-- TASK --
Once you find the line with "--query green panel" in the entries below, print it and each line after it up to and including the line with "--query license plate", exactly, without pictures.

-- DATA UNDER STUDY --
- - - -

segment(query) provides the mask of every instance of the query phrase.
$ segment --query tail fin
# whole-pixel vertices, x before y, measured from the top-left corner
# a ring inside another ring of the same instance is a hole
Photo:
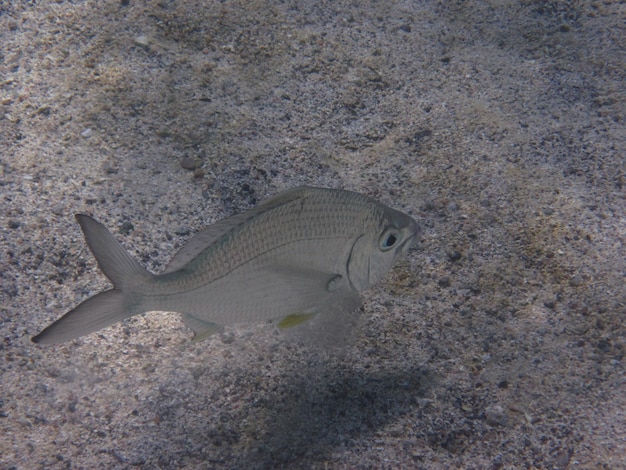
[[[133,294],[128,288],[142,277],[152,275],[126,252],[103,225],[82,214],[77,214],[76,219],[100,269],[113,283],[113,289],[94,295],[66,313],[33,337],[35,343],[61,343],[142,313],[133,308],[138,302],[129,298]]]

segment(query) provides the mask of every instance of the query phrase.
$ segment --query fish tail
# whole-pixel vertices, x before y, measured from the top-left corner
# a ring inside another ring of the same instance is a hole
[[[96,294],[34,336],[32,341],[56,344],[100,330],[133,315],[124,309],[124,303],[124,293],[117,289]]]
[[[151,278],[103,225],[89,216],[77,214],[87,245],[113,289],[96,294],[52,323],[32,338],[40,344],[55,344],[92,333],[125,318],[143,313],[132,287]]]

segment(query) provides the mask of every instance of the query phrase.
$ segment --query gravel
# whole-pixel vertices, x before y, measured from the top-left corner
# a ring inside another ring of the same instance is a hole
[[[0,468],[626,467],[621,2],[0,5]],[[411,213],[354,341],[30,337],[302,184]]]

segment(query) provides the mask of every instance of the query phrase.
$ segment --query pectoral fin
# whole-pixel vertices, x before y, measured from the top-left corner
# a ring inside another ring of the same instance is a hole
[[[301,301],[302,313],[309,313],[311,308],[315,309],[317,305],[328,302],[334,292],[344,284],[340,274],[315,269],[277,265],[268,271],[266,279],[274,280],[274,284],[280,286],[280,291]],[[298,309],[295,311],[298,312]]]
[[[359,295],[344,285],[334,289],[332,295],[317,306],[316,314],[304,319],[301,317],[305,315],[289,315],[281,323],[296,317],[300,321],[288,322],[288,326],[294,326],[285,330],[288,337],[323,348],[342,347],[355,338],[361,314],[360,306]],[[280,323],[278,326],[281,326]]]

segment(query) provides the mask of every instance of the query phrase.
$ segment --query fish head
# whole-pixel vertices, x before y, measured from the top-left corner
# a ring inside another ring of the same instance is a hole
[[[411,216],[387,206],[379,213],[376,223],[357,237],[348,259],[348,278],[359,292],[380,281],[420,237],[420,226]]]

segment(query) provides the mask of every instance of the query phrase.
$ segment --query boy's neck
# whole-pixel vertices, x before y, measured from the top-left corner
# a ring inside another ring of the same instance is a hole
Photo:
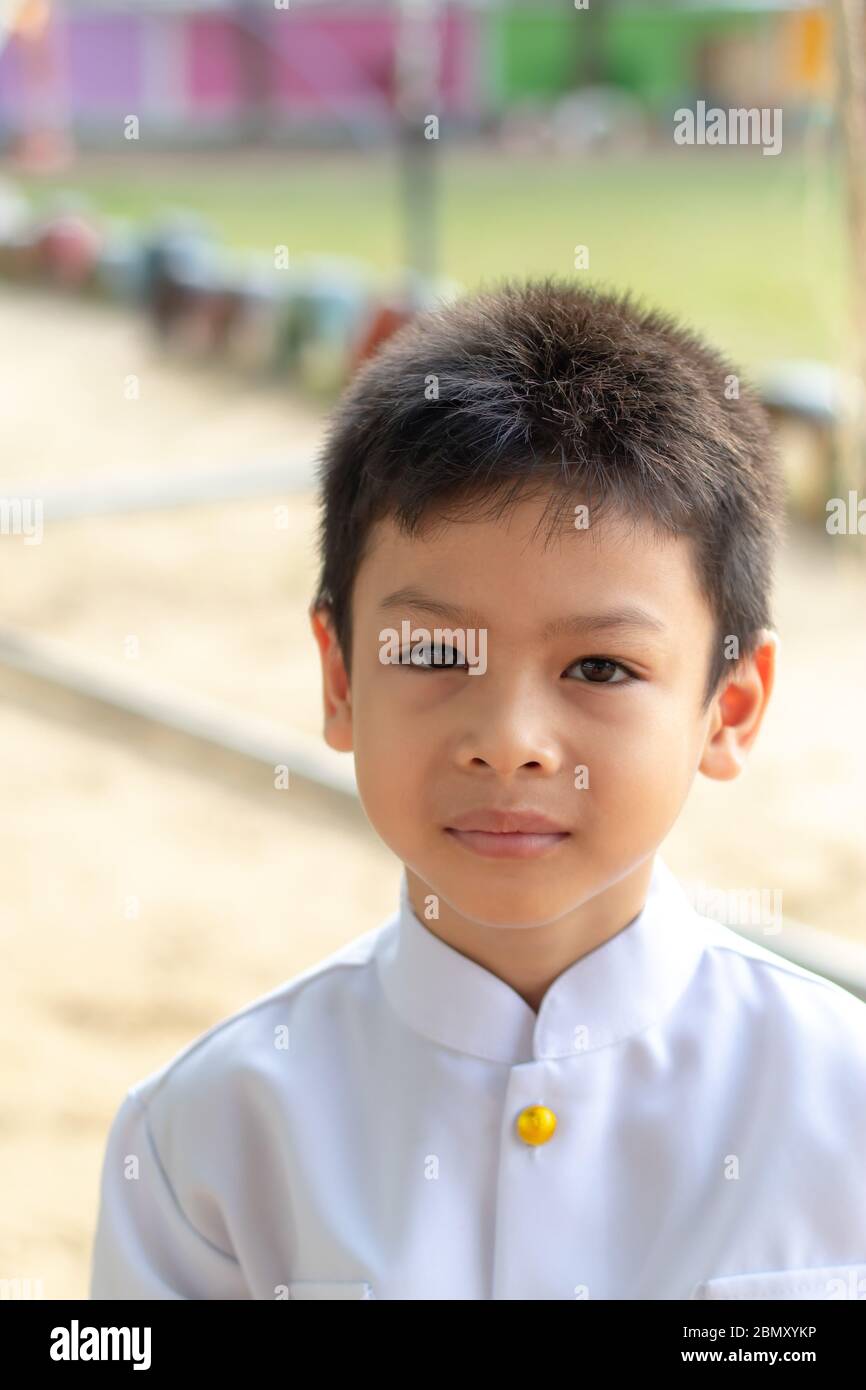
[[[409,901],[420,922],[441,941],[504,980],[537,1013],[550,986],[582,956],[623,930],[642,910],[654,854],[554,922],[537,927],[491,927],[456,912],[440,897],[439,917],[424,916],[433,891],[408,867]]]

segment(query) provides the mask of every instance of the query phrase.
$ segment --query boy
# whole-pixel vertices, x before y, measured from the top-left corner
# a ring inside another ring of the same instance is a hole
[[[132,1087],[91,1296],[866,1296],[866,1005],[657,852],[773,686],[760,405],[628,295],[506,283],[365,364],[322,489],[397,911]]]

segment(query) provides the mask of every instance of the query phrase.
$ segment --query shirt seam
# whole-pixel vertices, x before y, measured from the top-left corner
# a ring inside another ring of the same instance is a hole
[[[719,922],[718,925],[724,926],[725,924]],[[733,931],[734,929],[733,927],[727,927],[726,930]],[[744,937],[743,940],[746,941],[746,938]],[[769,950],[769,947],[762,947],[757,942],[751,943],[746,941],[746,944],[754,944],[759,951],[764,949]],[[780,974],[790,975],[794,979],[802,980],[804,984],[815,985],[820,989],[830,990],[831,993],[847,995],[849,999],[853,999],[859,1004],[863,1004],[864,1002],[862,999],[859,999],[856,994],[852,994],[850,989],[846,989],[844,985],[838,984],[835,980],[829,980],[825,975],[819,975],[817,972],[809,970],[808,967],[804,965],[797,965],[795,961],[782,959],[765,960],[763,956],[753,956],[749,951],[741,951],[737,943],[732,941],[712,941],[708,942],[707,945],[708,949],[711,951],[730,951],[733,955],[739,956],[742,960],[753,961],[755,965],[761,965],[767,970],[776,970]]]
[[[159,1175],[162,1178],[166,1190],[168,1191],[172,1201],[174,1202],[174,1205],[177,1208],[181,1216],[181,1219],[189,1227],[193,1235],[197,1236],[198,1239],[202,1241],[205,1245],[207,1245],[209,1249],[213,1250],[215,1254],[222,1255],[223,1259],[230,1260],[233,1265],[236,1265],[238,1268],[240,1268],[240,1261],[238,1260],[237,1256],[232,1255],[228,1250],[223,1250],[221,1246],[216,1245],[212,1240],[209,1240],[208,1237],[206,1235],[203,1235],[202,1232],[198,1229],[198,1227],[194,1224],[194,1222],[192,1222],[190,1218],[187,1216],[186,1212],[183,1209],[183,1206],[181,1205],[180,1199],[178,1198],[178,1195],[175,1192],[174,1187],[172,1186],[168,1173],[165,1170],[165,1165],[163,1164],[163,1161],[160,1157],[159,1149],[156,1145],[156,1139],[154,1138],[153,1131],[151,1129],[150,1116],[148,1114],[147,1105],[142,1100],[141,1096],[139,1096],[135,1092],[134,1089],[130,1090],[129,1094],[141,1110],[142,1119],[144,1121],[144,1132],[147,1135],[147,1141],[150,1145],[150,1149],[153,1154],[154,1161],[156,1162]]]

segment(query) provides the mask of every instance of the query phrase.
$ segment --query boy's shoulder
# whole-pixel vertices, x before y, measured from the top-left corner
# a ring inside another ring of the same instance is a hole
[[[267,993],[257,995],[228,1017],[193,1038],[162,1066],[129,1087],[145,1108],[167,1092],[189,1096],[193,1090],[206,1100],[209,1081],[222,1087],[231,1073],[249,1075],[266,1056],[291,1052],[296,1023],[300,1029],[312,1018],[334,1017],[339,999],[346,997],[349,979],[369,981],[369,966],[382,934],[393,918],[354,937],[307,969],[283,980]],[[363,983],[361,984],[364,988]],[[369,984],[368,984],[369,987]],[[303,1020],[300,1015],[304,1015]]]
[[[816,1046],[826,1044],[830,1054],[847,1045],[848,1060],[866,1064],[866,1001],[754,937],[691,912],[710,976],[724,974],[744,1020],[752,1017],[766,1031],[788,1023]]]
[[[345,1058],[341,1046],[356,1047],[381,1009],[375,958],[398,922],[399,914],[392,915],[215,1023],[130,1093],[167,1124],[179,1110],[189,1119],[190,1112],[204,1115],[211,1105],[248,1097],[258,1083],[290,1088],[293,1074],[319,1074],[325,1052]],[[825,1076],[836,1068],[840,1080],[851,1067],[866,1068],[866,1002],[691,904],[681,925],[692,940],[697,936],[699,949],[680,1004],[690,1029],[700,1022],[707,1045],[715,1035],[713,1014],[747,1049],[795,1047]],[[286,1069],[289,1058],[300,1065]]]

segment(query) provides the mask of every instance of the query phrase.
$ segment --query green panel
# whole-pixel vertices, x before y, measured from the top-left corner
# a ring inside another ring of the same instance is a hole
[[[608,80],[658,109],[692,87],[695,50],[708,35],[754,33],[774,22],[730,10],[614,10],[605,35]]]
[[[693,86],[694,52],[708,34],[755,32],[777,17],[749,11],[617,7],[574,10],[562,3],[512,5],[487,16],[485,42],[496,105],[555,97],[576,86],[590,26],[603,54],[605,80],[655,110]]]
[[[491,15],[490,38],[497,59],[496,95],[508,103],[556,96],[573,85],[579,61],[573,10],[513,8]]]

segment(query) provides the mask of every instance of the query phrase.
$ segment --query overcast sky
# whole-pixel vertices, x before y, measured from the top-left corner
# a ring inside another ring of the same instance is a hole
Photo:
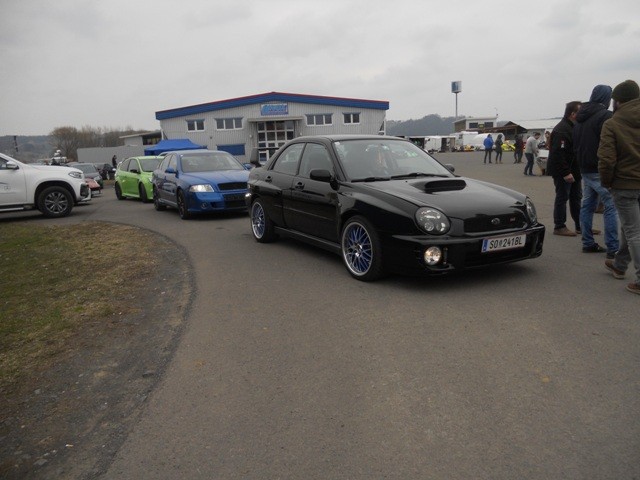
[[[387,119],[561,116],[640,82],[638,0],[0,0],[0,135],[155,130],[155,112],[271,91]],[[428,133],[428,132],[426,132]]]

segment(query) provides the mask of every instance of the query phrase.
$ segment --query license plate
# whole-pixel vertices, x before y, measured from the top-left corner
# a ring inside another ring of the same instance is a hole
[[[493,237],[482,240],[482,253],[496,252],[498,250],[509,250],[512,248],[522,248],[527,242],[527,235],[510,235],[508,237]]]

- - - -

-- THE COMPLETED TASK --
$ segment --query green panel
# whole-pixel vertices, x before y, measured from the top-left corner
# a ring inside another ring of the same instance is a hole
[[[608,80],[658,109],[692,87],[695,50],[708,35],[754,33],[774,22],[730,10],[614,10],[605,35]]]
[[[693,86],[694,52],[708,34],[755,32],[777,17],[749,11],[617,7],[574,10],[562,3],[512,5],[487,16],[485,42],[496,105],[555,97],[576,86],[590,26],[603,54],[605,80],[655,110]]]
[[[491,15],[490,38],[497,59],[496,95],[508,103],[556,96],[573,85],[579,61],[573,10],[513,8]]]

segment(query) provides the mask of every instance of the query phrase.
$ segment --query overcast sky
# whole-pixel vertices, x before y, measured from the top-left corner
# a ring inside another ring of the same instance is a hole
Photo:
[[[387,119],[561,116],[640,82],[638,0],[0,0],[0,135],[155,130],[155,112],[271,91]],[[428,133],[428,132],[426,132]]]

segment(query) provides the mask of every instance of the query phrase.
$ segment --query license plate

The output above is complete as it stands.